- 题目 -
把下面所有的行一字不改地照抄一遍。
======== 已知信息
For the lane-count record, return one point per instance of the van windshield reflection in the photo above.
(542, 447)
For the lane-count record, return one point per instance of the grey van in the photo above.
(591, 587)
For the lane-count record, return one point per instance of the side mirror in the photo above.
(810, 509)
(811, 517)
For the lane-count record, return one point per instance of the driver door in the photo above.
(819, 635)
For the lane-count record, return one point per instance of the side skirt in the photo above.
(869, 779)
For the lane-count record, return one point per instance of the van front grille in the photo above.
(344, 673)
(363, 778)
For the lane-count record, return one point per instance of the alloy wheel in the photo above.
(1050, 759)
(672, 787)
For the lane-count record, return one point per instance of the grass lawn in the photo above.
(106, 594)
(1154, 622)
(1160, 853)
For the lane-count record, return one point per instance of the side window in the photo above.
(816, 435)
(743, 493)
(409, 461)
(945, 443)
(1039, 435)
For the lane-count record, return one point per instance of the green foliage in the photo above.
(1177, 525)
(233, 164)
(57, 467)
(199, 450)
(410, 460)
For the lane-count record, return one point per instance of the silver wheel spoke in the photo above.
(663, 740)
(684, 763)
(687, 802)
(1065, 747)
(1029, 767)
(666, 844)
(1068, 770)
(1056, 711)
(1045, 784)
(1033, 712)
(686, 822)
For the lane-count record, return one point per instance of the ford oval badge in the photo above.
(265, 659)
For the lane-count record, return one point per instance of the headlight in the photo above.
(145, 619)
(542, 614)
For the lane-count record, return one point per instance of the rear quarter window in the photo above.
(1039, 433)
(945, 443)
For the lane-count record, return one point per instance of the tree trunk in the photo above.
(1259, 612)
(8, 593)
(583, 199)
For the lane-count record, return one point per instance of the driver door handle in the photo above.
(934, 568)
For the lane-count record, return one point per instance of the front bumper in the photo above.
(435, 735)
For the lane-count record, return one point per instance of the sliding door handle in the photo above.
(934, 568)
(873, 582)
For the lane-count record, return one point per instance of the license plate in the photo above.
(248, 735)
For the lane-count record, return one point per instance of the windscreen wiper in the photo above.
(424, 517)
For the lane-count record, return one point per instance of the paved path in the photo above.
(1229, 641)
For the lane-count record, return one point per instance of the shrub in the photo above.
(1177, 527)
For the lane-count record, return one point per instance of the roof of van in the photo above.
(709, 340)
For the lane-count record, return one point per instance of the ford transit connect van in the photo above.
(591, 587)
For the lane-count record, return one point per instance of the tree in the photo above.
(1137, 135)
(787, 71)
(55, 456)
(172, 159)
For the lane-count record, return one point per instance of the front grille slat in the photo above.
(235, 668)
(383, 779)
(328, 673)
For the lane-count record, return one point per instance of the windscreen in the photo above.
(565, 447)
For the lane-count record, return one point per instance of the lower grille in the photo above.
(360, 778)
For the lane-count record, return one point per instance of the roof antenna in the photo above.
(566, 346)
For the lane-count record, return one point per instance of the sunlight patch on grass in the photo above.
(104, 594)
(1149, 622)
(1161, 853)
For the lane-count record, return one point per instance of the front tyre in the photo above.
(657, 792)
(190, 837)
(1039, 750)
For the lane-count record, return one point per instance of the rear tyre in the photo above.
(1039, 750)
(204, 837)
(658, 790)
================
- 完整答案 -
For the lane-count record, return one point per instance of the van windshield reflection in the photo above.
(542, 447)
For the lane-count record, return one point per instance of the grey van in the photo above.
(591, 587)
For the lane-count record, return one point per instance of the side mirror in the photo above.
(810, 509)
(811, 517)
For the lane-count record, return one point per instance of the driver door in the photo above.
(819, 635)
For the lane-count record, return one point per instance of the side skirt in the photo above.
(869, 779)
For the lane-count record, return one point per instance of the van front grille in the photo above.
(344, 673)
(363, 778)
For the lane-count record, return one point per instance of the alloy wheel in the photo above.
(1050, 759)
(672, 787)
For the lane-count record, return one point per instance of the grass lawn in the photo above.
(106, 594)
(1154, 622)
(1160, 853)
For the lane-count record, return one point per instance of the side window in the photo above.
(816, 435)
(743, 493)
(409, 461)
(945, 443)
(1039, 435)
For the lane-count record, return one point per instance of the green foliage in the photo above.
(1177, 525)
(233, 164)
(57, 467)
(199, 450)
(410, 460)
For the lane-count record, return one point per instance of the silver wheel spoke in the photo above.
(663, 740)
(684, 763)
(687, 802)
(1065, 747)
(1029, 767)
(666, 844)
(1068, 770)
(1056, 711)
(1045, 784)
(1033, 712)
(686, 822)
For the lane-count record, return one point per instance of the ford oval badge in the photo above.
(265, 659)
For the lane-count record, return one point per instance of the headlight in the photo above.
(145, 619)
(542, 614)
For the lane-count record, return one point per instance of the rear quarter window in the photo above.
(1039, 433)
(945, 443)
For the lane-count record, return one point per instance of the tree trunk in the photo above.
(1259, 612)
(8, 593)
(583, 199)
For the lane-count record, return one point per instance of the driver door handle in the photo above.
(934, 568)
For the lane-count record, return one point per instance of the front bumper in the photo above.
(435, 735)
For the lane-count record, return one point per instance of the sliding door handle in the photo above.
(934, 568)
(873, 582)
For the lane-count record, return one point per instance of the license plate in the photo above.
(248, 735)
For the lane-count record, return one point per instance of the windscreen wiper in the photo above.
(424, 517)
For the lane-count record, return one point per instance of the paved path in the photo above.
(1229, 641)
For the lane-count record, return one point per instance of the shrub in the photo above.
(1177, 527)
For the lane-count record, return one point per instance of the roof of van in the photo above.
(709, 340)
For the lane-count record, return one point per instance of the ford transit connect van in the photo above.
(591, 587)
For the lane-count record, return one point per instance of the tree in the photo above.
(1137, 135)
(787, 71)
(55, 456)
(172, 159)
For the lane-count record, return one point per instance of the front grille slat in the photo above.
(235, 668)
(383, 779)
(328, 673)
For the lane-count record, return one point per instance of the windscreen in the photo above.
(565, 447)
For the lane-count record, return one point per instance of the lower grille in the photo above.
(360, 778)
For the lane-count record, return one point per instance of the roof antenna in the photo above.
(566, 346)
For the lane-count record, return one point per instance of the sunlight patch on grass in the photo above.
(104, 594)
(1149, 622)
(1161, 853)
For the lane-count record, return one point per instance of the front tyre in the photo above.
(657, 792)
(190, 837)
(1039, 750)
For the lane-count record, return one point per instance of the rear tyre in the photo above.
(1039, 750)
(204, 837)
(658, 790)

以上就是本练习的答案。